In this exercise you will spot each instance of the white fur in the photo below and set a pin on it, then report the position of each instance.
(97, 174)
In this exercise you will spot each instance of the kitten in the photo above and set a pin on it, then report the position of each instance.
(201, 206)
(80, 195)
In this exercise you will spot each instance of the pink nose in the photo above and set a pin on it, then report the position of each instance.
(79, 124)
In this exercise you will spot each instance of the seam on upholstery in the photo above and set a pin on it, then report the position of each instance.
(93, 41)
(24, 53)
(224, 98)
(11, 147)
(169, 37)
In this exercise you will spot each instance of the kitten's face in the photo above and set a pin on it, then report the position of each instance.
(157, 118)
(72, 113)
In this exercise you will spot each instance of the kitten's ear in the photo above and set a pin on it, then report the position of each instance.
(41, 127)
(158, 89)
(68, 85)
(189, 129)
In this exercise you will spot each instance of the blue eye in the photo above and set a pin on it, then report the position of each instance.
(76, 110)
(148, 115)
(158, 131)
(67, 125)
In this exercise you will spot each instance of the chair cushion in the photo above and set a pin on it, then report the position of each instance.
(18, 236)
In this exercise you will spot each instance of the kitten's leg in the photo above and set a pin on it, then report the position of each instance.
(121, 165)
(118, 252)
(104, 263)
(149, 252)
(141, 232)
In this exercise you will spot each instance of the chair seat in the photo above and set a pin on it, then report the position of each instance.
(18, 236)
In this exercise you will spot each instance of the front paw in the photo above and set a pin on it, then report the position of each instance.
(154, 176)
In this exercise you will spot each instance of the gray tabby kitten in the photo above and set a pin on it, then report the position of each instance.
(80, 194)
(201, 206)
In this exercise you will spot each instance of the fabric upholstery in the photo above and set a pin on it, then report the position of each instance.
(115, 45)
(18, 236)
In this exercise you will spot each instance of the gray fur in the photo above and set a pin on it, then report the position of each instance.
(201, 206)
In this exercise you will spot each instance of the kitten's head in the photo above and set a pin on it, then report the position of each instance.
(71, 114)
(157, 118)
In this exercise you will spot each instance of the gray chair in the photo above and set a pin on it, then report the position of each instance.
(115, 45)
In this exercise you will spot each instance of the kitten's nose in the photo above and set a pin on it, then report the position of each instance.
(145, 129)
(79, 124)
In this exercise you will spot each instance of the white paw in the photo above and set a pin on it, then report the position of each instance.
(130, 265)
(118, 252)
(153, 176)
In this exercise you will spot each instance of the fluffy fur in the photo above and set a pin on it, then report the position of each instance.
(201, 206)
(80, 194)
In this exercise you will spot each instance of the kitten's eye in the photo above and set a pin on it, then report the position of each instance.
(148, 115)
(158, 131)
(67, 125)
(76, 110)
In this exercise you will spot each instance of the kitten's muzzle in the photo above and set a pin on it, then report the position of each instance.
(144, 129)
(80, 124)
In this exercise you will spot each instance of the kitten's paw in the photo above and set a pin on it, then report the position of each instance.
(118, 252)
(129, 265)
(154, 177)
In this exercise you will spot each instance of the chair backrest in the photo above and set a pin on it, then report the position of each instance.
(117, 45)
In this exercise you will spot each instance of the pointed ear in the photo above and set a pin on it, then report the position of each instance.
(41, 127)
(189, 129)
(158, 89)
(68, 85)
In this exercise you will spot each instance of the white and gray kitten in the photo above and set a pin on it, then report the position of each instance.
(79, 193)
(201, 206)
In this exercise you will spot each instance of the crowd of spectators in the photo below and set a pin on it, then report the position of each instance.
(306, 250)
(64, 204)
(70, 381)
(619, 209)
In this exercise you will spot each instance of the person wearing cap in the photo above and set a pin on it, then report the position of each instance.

GIVEN REQUEST -> Retype the records above exactly.

ANSWER TO THIS PROBLEM ->
In this exercise you will spot each instance of the white fur in the photo below and set a pin on it, then report the position of each instance.
(97, 174)
In this exercise you will spot each instance of the kitten in the photo above and set a pin on it, then report the position of each instance.
(201, 206)
(80, 195)
In this exercise you will spot each instance of the pink nose in the photo above and set a pin on it, then report the position of each instance.
(79, 124)
In this exercise you will spot each instance of the seam on upholstery in the photo above and set a pin on it, then report the position of each instance.
(93, 41)
(24, 53)
(224, 98)
(11, 147)
(169, 37)
In this exercise you will spot each instance of the kitten's face in the photo above and set a pin on it, then report the position of each instance.
(157, 118)
(72, 113)
In this exercise you will spot each instance of the kitten's ear in the photo above and set a pin on it, then report the position of each instance.
(41, 127)
(158, 89)
(68, 85)
(189, 129)
In this exercise you will spot each instance of the blue eye in the photo above and set a pin on it, then report the position of each instance.
(76, 110)
(148, 115)
(158, 131)
(67, 125)
In this exercise you will spot each instance of the chair cushion in the photo above and set a pin on it, then report the position of each instance.
(18, 236)
In this exercise you will spot each instance of the kitten's leg in the photo above and set a pin on it, then report the position of each instance.
(121, 165)
(118, 252)
(104, 263)
(149, 252)
(141, 232)
In this exercise you will spot each instance of the chair seat in the photo above and set a pin on it, then report the position of each instance.
(18, 236)
In this exercise you will spot each instance of the front paw in the photo above and set a pin on it, then report the position of each instance.
(154, 176)
In this exercise you will spot each instance of the gray tabby kitten in the photo above and set a pin on it, then report the position of each instance.
(80, 194)
(201, 206)
In this exercise you will spot each instance of the fabric upholstery in the photo above and set a pin on it, then report the position of each instance.
(115, 45)
(18, 236)
In this exercise you will spot each instance of the gray fur in the photo above and set a pin on it, then report the position of each instance.
(201, 206)
In this exercise you will spot each instance of the kitten's head in the photo above and set a pin on it, then report the position of each instance.
(71, 114)
(157, 118)
In this exercise you will spot each instance of the gray chair in the photo above and set a pin on it, then report the position of each instance.
(115, 45)
In this exercise you will spot each instance of the kitten's nose in the photo above and set a pin on it, then report the position of each instance.
(145, 129)
(79, 124)
In this exercise you will spot each instance of the white paw in the photo above and set a pin on it, then report the position of each instance.
(130, 265)
(118, 252)
(153, 176)
In this exercise you will spot each instance of the fluffy fur in the photo above and set a pin on it, then report the position of each instance.
(201, 206)
(80, 194)
In this exercise you will spot each instance of the kitten's eye in the photo above and set a pin on it, then report the position of each instance.
(148, 115)
(158, 131)
(67, 125)
(76, 110)
In this exercise you will spot each instance of the kitten's muzzle in the photo above and set a pin on it, then report the position of each instance.
(144, 129)
(80, 124)
In this exercise you will spot each instance of the kitten's paw in the photo above and set a pin on it, then report the position of each instance.
(118, 252)
(129, 265)
(154, 177)
In this exercise you will spot each instance of the chair backrest in the photo above and set a pin on it, then report the position of each instance.
(117, 45)
In this exercise you will spot each instance of the pointed ear in the photo above and set a pin on it, then report the position of each instance.
(41, 127)
(189, 129)
(158, 89)
(68, 85)
In this exercise you will spot each instance of the white and gray kitten in the photo above and set a pin on it, then report the position of each instance.
(79, 193)
(201, 206)
In this exercise you will spot each instance of the crowd of spectators in the photo below and set a pin on it, then report the position of each instance.
(306, 250)
(64, 204)
(70, 381)
(619, 209)
In this exercise you will spot each instance of the person wearing cap in the photo above and set a pin on it, then report the position of each instance.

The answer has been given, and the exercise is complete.